■ **What to produce**
If a line below contains the string "hoof", return that line.

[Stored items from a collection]

((

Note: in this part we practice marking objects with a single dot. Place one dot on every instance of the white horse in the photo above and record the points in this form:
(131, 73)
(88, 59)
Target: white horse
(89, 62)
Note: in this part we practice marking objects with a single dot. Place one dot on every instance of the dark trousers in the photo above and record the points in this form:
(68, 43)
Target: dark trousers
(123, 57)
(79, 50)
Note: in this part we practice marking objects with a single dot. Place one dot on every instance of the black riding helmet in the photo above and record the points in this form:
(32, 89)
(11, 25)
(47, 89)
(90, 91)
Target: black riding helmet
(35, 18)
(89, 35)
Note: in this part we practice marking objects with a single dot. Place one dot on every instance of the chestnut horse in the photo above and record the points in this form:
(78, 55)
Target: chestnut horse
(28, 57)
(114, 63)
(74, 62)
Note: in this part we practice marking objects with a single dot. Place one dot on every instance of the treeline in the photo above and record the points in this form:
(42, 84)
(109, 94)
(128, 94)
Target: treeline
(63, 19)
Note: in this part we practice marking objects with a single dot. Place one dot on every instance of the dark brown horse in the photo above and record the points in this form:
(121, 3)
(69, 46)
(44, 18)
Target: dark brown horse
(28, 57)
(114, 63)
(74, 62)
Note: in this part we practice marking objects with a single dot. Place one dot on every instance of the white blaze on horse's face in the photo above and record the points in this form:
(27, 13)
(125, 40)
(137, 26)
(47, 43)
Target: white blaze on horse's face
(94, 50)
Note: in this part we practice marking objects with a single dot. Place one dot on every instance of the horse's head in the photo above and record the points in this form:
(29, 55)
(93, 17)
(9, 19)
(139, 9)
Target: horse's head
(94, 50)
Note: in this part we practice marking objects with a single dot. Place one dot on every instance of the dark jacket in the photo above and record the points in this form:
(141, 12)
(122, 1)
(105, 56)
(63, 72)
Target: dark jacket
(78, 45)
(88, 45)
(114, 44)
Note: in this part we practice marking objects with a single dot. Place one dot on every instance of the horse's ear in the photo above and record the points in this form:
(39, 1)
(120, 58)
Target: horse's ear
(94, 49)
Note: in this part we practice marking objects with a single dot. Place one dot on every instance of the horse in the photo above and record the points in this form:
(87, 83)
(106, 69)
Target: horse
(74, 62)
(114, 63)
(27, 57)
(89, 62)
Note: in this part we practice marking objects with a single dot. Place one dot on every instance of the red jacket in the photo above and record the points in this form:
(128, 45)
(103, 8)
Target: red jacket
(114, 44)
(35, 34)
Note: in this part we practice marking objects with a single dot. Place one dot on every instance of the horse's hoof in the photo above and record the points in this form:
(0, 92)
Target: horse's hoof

))

■ **Response area**
Note: in this part we practice marking objects with a single dot. Place one dot on every instance of the horse's hoof in the photo above and record the points in this form:
Target: horse's hoof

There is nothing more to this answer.